----- 文書の抜粋 -----

それは期待を遥かに上回る、あまりに鮮烈な光景だった。

第一部『BABEL』再現ライブ

開演を告げるブザーが会場に響き渡り、ステージ全体を覆っていた黒い幕が開く。
いつもの入場SEである『Digital Hardcore』とは異なるプレリュードが流れる中、逆光を浴びて9mm Parabellum Bulletのメンバーが姿を現した。
舞台左側からかみじょう、和彦、卓郎、滝で一列に並んだ、あの『BABELスタイル』での登場にまず度肝を抜かれる。
そして、滝さんのタッピングから入る『ロング・グッドバイ』でBABEL再現ライブが幕を開けた。

TOUR OF BABELでのBABEL再現ライブでは同期が使われていた滝さんのタッピングパートを、今目の前で、滝さん自身が奏でている。
その光景を目の当たりにした瞬間、これからBABELを構成する最後のピースがはまっていく光景を目撃にするんだな……と感情が高まっていくのを感じずにはいられなかった。

明けて2曲目の『Story of Glory』では、「You and I!! Try to fly!! All right now!!」と滝さんが叫ぶように歌う光景には思わず胸の奥から熱いものがこみ上げてくるのを感じた。

そこから先も、『I.C.R.A』で「愛し合え!」と叫ぶ滝さんも、『火の鳥』での滝さんの高速タッピングも(このタッピングしっかり見ておきたかったのにスモークが強すぎて滝さんが完全に隠れてしまっていたのがちょっと面白かった)、『ホワイトアウト』のCメロでの音源にない滝さんのコーラスが挿入されるのも、滝さんが奏でるあらゆる要素がBABELを構成する最後のピースとしてはまっていき、『BABEL』というアルバムが今この瞬間に再構築され、完成されていく。

----- 表示データ -----

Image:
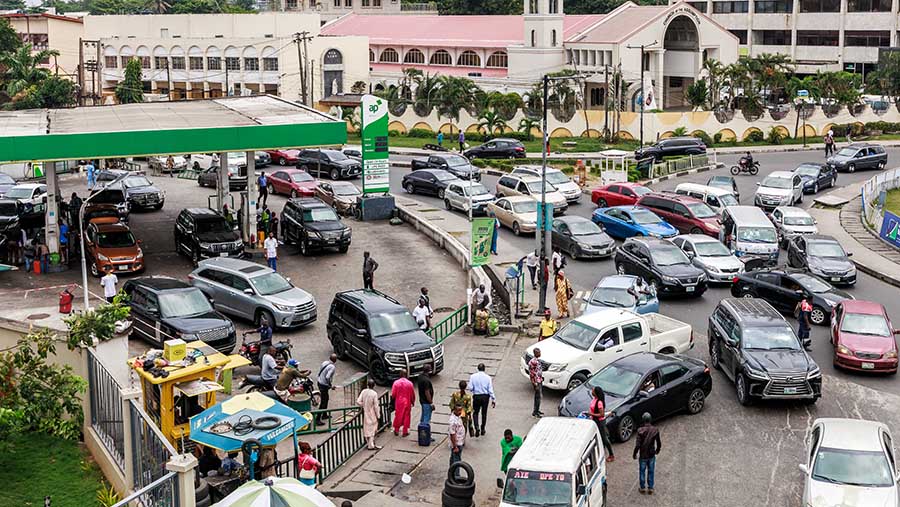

-----

■ 課題
**A.** ライブレポートによると、2曲目に演奏された曲は何ですか。
**B.** ライブレポートのうち、「それは期待を遥かに上回る、あまりに鮮烈な光景だった。」を含む語句で始まり「EL再現ライブが幕を開けた。」で終わる部分を書き写してください。
**C.** ライブレポートの最後の文を受けて、その続きを書き継いでください。
上の一覧はこの作業には関係しません。

■ 解答
**A.** 『Story of Glory』です。

**B.**
それは期待を遥かに上回る、あまりに鮮烈な光景だった。

第一部『BABEL』再現ライブ

開演を告げるブザーが会場に響き渡り、ステージ全体を覆っていた黒い幕が開く。
いつもの入場SEである『Digital Hardcore』とは異なるプレリュードが流れる中、逆光を浴びて9mm Parabellum Bulletのメンバーが姿を現した。
舞台左側からかみじょう、和彦、卓郎、滝で一列に並んだ、あの『BABELスタイル』での登場にまず度肝を抜かれる。
そして、滝さんのタッピングから入る『ロング・グッドバイ』でBABEL再現ライブが幕を開けた。

**C.**
そんな風に感じられる、1曲1曲が鮮烈なライブだった。

そして、苦境の中で『BABEL』という会心の一作を作り上げ、TOUR OF BABELの当時では叶わなかった、滝さんを含めての再現ライブを数年越しに実現させる9mm Parabellum Bulletは、何度倒れてもその度に蘇るまさに『火の鳥』のようなロックバンドだなと思った。

第二部『Gjallarhorn』『Phantomime』再現ライブ

休憩を挟んでの第二部では、おなじみの入場SE『Digital Hardcore』が流れるとともに幕が開き、これまたおなじみのバックドロップが下方からせり上がってくる。
第一部とは変わって4人編成のいつものバンドセットの位置につき、菅原卓郎が「9mm Parabellum Bulletです!」と告げる。
そして各々が楽器を打ち鳴らし、1曲目『(teenage)disaster』の演奏から第二部が始まった。

ステージ中央で不動のボーカル菅原卓郎の傍らで滝善充が暴れ散らかしながらギターをかき鳴らし、負けじと中村和彦も暴れまくる。
滝さんに至っては、ステージを縦横無尽に暴れまくるあまりちょっとでも目を離すとどこへ行ってしまったのか分からなくなってしまう。
これは単にインディーズ時代のアルバムを演奏しているというだけではない、完全に"あの頃"の9mm Parabellum Bulletが目の前に居た。

眼前で再現される9mmのインディーズ時代の楽曲たちはどれもが強烈なエネルギーを放っていたけれど、『marvelous』の「僕たちは誰もが大きくなっただけの子供」で観客を両手で指差す菅原卓郎の姿がひときわ印象に残っている。

「この場所までたどり着いた君たちもまた、大きくなっただけの子供なんだぜ」

いたずらっぽい笑顔を浮かべる菅原卓郎を見て、そんな風に語りかけられているかのように感じた。

もう一つ、インディーズ盤の再現ライブを観ていて、BABELというアルバムの初期9mmっぽさを構成する要素について改めて気付かされた部分があった。
それはきっとサウンド面もそうなのだろうけど、初期楽曲の歌詞全体に漂っていたディストピア感、そしてその中で生きていく人々の生き様を描いている部分も似通っているのかも知れないと感じた。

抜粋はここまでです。